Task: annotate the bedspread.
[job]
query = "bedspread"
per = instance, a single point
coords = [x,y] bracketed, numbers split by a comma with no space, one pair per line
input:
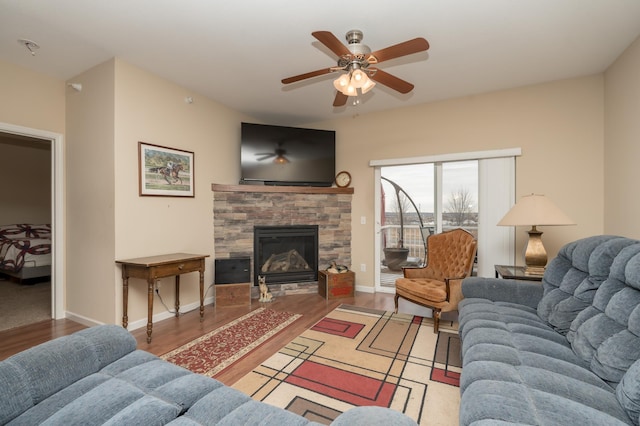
[24,245]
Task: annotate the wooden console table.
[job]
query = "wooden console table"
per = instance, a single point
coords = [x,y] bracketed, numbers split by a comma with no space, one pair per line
[154,267]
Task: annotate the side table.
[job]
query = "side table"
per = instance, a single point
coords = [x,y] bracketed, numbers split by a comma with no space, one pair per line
[515,273]
[154,267]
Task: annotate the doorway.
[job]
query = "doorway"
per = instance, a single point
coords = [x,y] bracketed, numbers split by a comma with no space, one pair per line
[56,150]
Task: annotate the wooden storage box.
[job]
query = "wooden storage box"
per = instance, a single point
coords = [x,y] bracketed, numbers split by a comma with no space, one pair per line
[335,286]
[233,294]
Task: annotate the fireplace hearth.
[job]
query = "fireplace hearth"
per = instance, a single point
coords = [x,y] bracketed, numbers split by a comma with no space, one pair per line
[284,254]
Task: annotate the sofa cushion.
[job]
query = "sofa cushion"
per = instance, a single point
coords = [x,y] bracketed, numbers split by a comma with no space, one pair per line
[82,354]
[495,402]
[574,276]
[628,392]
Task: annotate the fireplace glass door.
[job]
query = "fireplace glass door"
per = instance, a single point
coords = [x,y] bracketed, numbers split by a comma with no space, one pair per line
[286,254]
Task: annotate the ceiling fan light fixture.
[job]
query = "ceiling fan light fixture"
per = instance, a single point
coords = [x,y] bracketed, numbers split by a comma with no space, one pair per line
[280,159]
[358,78]
[341,82]
[368,85]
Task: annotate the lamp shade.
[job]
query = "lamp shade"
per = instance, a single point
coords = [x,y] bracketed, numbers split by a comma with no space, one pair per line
[535,210]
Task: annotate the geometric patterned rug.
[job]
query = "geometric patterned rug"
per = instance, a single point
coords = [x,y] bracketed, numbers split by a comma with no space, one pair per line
[358,356]
[215,351]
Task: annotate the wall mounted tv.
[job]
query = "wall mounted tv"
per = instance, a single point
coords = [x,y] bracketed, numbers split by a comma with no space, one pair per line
[278,155]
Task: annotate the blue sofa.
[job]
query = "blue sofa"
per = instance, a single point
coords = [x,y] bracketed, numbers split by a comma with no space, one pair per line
[96,376]
[564,352]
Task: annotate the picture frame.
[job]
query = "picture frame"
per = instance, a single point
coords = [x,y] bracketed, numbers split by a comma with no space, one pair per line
[164,171]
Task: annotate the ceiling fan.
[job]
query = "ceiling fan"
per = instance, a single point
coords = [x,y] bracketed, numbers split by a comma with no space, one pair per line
[355,58]
[279,153]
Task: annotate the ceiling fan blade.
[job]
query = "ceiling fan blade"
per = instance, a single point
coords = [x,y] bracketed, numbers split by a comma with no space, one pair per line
[328,39]
[340,100]
[306,75]
[264,156]
[401,49]
[391,81]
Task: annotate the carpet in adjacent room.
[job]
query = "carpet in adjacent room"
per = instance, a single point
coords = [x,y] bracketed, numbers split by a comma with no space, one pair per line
[22,304]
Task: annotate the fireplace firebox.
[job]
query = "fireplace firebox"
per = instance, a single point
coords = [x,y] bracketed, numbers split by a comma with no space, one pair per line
[285,254]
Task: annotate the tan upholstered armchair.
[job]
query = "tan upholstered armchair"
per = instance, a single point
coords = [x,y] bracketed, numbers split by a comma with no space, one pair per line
[438,285]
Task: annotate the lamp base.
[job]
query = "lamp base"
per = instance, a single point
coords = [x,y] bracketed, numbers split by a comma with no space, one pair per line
[535,256]
[534,270]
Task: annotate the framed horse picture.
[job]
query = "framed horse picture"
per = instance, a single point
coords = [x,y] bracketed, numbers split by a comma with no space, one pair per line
[165,172]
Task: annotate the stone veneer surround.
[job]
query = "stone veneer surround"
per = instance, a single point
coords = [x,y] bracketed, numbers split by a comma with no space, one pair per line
[238,208]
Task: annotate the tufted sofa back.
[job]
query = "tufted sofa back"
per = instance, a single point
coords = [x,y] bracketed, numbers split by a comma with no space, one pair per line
[606,335]
[573,277]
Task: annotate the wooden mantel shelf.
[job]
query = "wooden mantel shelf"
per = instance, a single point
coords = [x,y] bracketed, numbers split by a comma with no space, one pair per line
[272,188]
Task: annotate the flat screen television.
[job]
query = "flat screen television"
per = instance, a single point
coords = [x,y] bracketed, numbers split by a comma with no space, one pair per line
[279,155]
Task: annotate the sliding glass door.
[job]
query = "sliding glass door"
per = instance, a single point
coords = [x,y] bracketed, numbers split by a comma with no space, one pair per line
[418,200]
[416,197]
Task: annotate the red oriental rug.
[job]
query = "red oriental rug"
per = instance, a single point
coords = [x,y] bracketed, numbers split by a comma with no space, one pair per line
[359,356]
[215,351]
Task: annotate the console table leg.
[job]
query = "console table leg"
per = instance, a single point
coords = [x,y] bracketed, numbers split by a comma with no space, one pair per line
[125,297]
[177,295]
[202,294]
[150,285]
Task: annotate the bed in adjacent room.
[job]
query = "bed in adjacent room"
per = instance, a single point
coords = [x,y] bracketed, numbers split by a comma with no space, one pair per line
[25,251]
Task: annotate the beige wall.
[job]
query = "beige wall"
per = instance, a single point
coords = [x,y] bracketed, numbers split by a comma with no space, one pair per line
[90,189]
[153,110]
[31,99]
[622,133]
[558,125]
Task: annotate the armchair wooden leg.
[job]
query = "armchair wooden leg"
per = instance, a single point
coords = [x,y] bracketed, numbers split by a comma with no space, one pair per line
[436,321]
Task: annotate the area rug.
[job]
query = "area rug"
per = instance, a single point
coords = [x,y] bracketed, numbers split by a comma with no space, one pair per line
[357,356]
[215,351]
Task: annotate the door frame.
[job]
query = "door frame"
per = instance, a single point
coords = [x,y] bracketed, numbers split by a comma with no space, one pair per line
[57,210]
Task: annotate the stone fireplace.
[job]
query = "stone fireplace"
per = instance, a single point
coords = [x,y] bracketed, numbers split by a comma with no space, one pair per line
[239,209]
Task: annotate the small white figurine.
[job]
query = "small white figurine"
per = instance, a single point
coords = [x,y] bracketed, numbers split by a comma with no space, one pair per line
[265,296]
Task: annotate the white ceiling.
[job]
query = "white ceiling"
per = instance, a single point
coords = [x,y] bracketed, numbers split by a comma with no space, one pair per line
[236,52]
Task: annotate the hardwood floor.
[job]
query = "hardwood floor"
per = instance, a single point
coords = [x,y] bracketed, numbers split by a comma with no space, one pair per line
[174,332]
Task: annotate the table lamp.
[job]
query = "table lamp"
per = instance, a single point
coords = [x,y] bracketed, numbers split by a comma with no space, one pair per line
[535,210]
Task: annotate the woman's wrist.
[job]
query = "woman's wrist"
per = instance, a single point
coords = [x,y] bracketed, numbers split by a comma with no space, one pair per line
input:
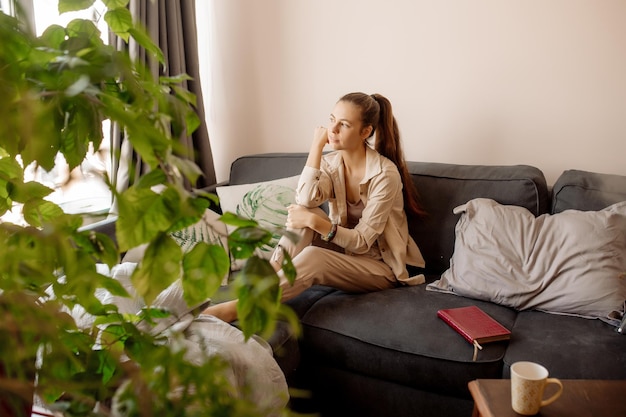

= TASK INSTRUCTIONS =
Convert the lines above into a Markdown table with the columns Row and Line, starting at the line that contains "Task: annotate the area rug." and ending at the last line of the entries. Give each line a row number, skip blank lines, and leave the pictures out.

= ANSWER TO THE TASK =
| Row | Line |
|---|---|
| 1 | Task: annotate the area rug. |
| 2 | [job] |
| 3 | query = "area rug" |
| 4 | per = instance, a single point |
| 5 | coords = [x,y] bracketed, numbers split by a comma with no space, one pair per line |
| 6 | [357,356] |
| 7 | [215,351] |
| 8 | Task: annotate the door frame. |
| 9 | [job] |
| 10 | query = "door frame" |
| 11 | per = instance, a single point |
| 12 | coords = [x,y] bracketed, numbers split by a comma with no space, one pair per line |
| 13 | [57,210] |
| 14 | Task: annotate the stone fireplace. |
| 15 | [job] |
| 16 | query = "stone fireplace" |
| 17 | per = instance, a single point |
| 18 | coords = [x,y] bracketed, numbers split by a comma with no space, one pair per line |
| 19 | [239,209] |
| 20 | Task: annotate the small white figurine. |
| 21 | [job] |
| 22 | query = "small white figurine" |
| 23 | per = instance, a single point |
| 24 | coords = [x,y] bracketed, numbers split by a comma with no space, one pair per line |
| 25 | [265,296] |
| 26 | Task: annotate the white ceiling. |
| 27 | [job] |
| 28 | query = "white ceiling" |
| 29 | per = instance, a single point |
| 30 | coords = [x,y] bracketed, numbers split by a comma with no space, one pair per line |
| 31 | [236,52] |
| 32 | Task: annotate the hardwood floor. |
| 33 | [job] |
| 34 | query = "hardwood floor" |
| 35 | per = instance, a single point |
| 36 | coords = [x,y] bracketed, numbers split by a comma with no space, one pair per line |
| 37 | [174,332] |
| 38 | Task: annotate the table lamp. |
| 39 | [job] |
| 40 | query = "table lamp" |
| 41 | per = instance, a single point |
| 42 | coords = [x,y] bracketed, numbers split by a comma with no space, one pair per line |
| 43 | [535,210] |
| 44 | Task: annotate the woman's wrist. |
| 45 | [job] |
| 46 | query = "woman's wrist" |
| 47 | per = instance, a single point |
| 48 | coords = [x,y] bracketed, numbers split by a comma with no space, one pair per line |
| 49 | input: |